Task statement: Every record must appear in the answer exactly as it stands.

Provided data:
= = =

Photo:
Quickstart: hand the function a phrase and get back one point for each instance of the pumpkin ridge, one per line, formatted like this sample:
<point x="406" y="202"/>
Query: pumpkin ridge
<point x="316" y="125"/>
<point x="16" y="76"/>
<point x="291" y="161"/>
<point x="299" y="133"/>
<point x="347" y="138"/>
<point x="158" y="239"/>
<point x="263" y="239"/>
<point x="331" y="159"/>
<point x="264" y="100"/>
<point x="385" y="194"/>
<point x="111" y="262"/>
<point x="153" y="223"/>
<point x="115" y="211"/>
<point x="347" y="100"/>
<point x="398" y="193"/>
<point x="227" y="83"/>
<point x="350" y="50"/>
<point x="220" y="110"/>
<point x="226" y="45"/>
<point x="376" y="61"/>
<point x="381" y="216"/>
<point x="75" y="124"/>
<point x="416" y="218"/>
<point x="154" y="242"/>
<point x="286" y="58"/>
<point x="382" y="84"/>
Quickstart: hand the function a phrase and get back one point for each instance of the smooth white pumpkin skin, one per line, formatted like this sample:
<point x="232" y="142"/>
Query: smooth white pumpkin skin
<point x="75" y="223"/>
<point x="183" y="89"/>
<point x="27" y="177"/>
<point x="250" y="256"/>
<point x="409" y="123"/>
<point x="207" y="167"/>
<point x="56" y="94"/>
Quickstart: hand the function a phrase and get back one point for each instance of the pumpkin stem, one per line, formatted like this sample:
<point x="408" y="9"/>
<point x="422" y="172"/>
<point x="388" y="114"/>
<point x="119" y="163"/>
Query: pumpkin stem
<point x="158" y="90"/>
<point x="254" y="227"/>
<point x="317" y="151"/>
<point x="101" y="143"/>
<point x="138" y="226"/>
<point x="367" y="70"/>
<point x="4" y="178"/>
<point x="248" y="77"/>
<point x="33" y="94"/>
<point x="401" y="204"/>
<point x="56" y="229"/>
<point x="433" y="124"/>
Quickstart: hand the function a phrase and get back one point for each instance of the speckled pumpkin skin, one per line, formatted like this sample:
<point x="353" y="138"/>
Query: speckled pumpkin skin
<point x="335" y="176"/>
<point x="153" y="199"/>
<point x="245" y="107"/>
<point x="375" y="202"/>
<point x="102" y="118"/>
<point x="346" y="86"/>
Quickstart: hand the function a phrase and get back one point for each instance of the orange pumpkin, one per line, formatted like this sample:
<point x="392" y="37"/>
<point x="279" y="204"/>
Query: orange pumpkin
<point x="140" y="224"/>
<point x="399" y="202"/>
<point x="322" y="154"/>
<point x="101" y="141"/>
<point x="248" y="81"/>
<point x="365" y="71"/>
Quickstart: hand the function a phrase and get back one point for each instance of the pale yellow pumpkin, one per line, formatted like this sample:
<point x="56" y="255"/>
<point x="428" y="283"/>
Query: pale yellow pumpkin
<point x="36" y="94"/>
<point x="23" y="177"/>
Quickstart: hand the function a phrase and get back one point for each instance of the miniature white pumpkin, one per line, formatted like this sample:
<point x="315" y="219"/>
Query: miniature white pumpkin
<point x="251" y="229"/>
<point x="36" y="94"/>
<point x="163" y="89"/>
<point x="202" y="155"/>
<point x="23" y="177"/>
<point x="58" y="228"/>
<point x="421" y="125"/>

= = =

Result:
Photo:
Quickstart: hand the function a phrase and get back one point for each instance of the pumpkin ridge, one per line, formatted like this sample:
<point x="406" y="202"/>
Query: pumpkin ridge
<point x="316" y="125"/>
<point x="16" y="76"/>
<point x="291" y="161"/>
<point x="299" y="133"/>
<point x="347" y="138"/>
<point x="158" y="239"/>
<point x="263" y="239"/>
<point x="331" y="159"/>
<point x="264" y="100"/>
<point x="385" y="194"/>
<point x="111" y="262"/>
<point x="153" y="223"/>
<point x="115" y="211"/>
<point x="347" y="100"/>
<point x="398" y="193"/>
<point x="227" y="83"/>
<point x="350" y="50"/>
<point x="220" y="110"/>
<point x="226" y="45"/>
<point x="376" y="61"/>
<point x="381" y="216"/>
<point x="75" y="124"/>
<point x="416" y="218"/>
<point x="154" y="242"/>
<point x="286" y="58"/>
<point x="382" y="84"/>
Quickstart: hand the function a phrase and get back one point for each instance of the smooth white pumpkin skin, one per line, formatted like this sample:
<point x="232" y="142"/>
Query: smooth white pumpkin skin
<point x="75" y="223"/>
<point x="183" y="89"/>
<point x="27" y="177"/>
<point x="250" y="256"/>
<point x="409" y="123"/>
<point x="207" y="167"/>
<point x="56" y="94"/>
Quickstart: hand the function a phrase and get back one point for each instance of the pumpkin stem, one per line, formatted like this sample:
<point x="408" y="9"/>
<point x="422" y="172"/>
<point x="388" y="114"/>
<point x="119" y="163"/>
Query: pumpkin stem
<point x="158" y="90"/>
<point x="254" y="227"/>
<point x="317" y="151"/>
<point x="101" y="143"/>
<point x="138" y="226"/>
<point x="367" y="70"/>
<point x="4" y="178"/>
<point x="248" y="77"/>
<point x="33" y="94"/>
<point x="401" y="204"/>
<point x="56" y="229"/>
<point x="433" y="124"/>
Quickstart: hand the function a phrase and get back one point for each instance of the speckled pumpkin skin, one per line, formatted like this sample:
<point x="353" y="138"/>
Query: speckled pumpkin skin
<point x="335" y="176"/>
<point x="153" y="199"/>
<point x="245" y="107"/>
<point x="375" y="202"/>
<point x="102" y="118"/>
<point x="346" y="86"/>
Quickstart: hand the function a phrase and get back one point for each instance of the orange pumpkin, one per line, formatted like this sample:
<point x="392" y="37"/>
<point x="279" y="204"/>
Query: orange pumpkin
<point x="140" y="224"/>
<point x="399" y="202"/>
<point x="322" y="154"/>
<point x="101" y="141"/>
<point x="248" y="81"/>
<point x="365" y="71"/>
Quickstart: hand the function a phrase and get back one point for each instance of the pale yellow pumpkin, one per line, formatted like this sample:
<point x="56" y="255"/>
<point x="428" y="283"/>
Query: pale yellow pumpkin
<point x="36" y="94"/>
<point x="23" y="177"/>
Quickstart: hand the function a phrase and get back one point for each instance of the miniature white pumpkin, one per line, formatted like this sample:
<point x="315" y="219"/>
Query: miniature white pumpkin
<point x="251" y="229"/>
<point x="36" y="94"/>
<point x="163" y="89"/>
<point x="202" y="155"/>
<point x="23" y="177"/>
<point x="58" y="228"/>
<point x="421" y="125"/>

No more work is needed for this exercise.